→ Page extract
+ + + + + + +

Houston – With Rita closing in, the family of Albert Ruben Sr. drove here this morning to a high school basketball auditorium turned hurricane shelter of last resort – after taking the most maddening journey of their lives.
In a caravan of 20 cars, the Ruben family and their neighbors in the coastal town of Texas City had tried to obey the state’s mandatory hurricane evacuation order.
With full gas tanks, food and water, they left on a designated evacuation highway at 11:30 Wednesday night, hoping to beat the rush and avoid the heat.
Seventeen hours later, they had traveled just 60 miles.
They had driven most of that time – in daytime temperatures of about 100 degrees – without air conditioning to save fuel. All public services along the evacuation route – gas, food, water, bathrooms – were closed.
“It was like the end of the world,” said Ruben, 50. “You know what it makes you want to do? It makes you want to go home and die. The government done us wrong.”
Ruben and most of his family gave up and drove back home to Texas City for the night.
Other family members, including his wife’s mother, decided to solider on in traffic and head north. Ruben said he hasn’t heard from them and doesn’t know where they are.
Friday morning, of course, Rita was still coming and the Ruben family had to do something.
Ten members of the family got back in their cars and went to Milby High School in southeastern Houston. Ruben’s daughter had been on the phone to police and had been told the high school would be a shelter.

+ + + + + + +

Do these statements agree with the Rita evacuation report above? 1. The caravan set out at 11:30 Wednesday night. 2. The family kept the air conditioning running during the drive. 3. Police told Ruben's daughter that Milby High School would be a shelter. For each, answer yes or no and quote the deciding words of the report.

+ + + + + + +

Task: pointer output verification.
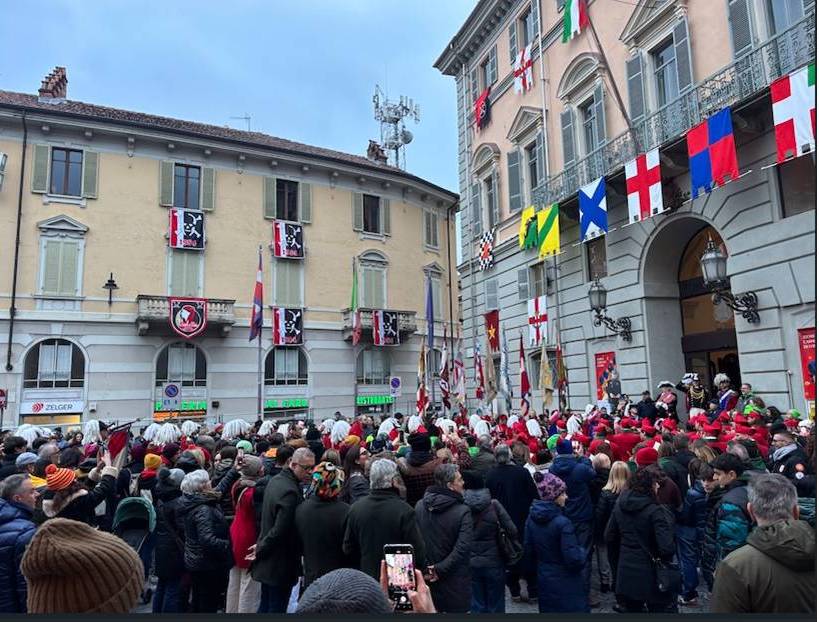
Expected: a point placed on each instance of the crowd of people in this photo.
(663, 510)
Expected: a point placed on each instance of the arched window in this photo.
(285, 367)
(54, 363)
(182, 362)
(373, 366)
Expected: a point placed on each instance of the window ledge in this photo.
(66, 200)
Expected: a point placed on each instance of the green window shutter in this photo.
(358, 211)
(269, 198)
(306, 195)
(39, 169)
(386, 227)
(90, 168)
(208, 194)
(166, 183)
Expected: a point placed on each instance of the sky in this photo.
(303, 70)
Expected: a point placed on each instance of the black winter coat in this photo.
(514, 488)
(485, 533)
(321, 525)
(640, 528)
(445, 522)
(380, 518)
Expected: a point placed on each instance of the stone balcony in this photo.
(153, 316)
(407, 324)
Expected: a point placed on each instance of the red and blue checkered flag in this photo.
(257, 319)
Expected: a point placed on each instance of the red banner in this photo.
(807, 352)
(604, 363)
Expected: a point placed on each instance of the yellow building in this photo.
(87, 269)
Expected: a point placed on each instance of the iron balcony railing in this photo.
(732, 84)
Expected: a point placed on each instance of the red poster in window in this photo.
(604, 364)
(807, 352)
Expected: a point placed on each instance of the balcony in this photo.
(153, 316)
(407, 325)
(741, 81)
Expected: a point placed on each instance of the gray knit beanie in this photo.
(344, 591)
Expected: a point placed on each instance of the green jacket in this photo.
(775, 572)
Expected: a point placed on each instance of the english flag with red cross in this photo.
(644, 186)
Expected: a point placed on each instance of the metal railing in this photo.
(746, 76)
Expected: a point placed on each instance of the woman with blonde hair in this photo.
(619, 475)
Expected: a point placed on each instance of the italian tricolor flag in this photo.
(794, 107)
(575, 18)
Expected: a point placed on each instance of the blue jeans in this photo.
(166, 596)
(274, 598)
(488, 590)
(688, 554)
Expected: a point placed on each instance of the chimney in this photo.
(376, 153)
(55, 86)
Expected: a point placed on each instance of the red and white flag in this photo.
(538, 319)
(794, 108)
(644, 186)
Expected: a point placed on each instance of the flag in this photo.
(491, 378)
(794, 106)
(287, 326)
(537, 318)
(483, 109)
(492, 320)
(354, 311)
(523, 70)
(421, 396)
(594, 220)
(546, 383)
(479, 384)
(541, 230)
(385, 328)
(257, 319)
(575, 18)
(443, 376)
(712, 154)
(525, 389)
(644, 186)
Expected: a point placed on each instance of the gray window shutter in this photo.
(600, 114)
(39, 171)
(208, 194)
(513, 172)
(567, 132)
(682, 51)
(90, 166)
(269, 197)
(166, 184)
(386, 226)
(523, 284)
(358, 211)
(636, 95)
(740, 19)
(306, 194)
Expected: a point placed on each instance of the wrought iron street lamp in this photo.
(714, 266)
(597, 301)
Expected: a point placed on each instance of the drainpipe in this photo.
(13, 307)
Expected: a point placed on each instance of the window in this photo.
(288, 276)
(182, 362)
(797, 185)
(665, 73)
(186, 186)
(186, 273)
(373, 366)
(287, 200)
(596, 257)
(285, 367)
(52, 364)
(66, 172)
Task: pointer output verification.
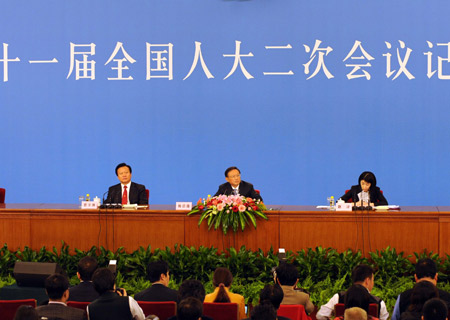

+ + + + + + +

→ Task result
1. Yes: "they left on a designated evacuation highway at 11:30 Wednesday night"
2. No: "without air conditioning to save fuel"
3. Yes: "Ruben’s daughter had been on the phone to police and had been told the high school would be a shelter"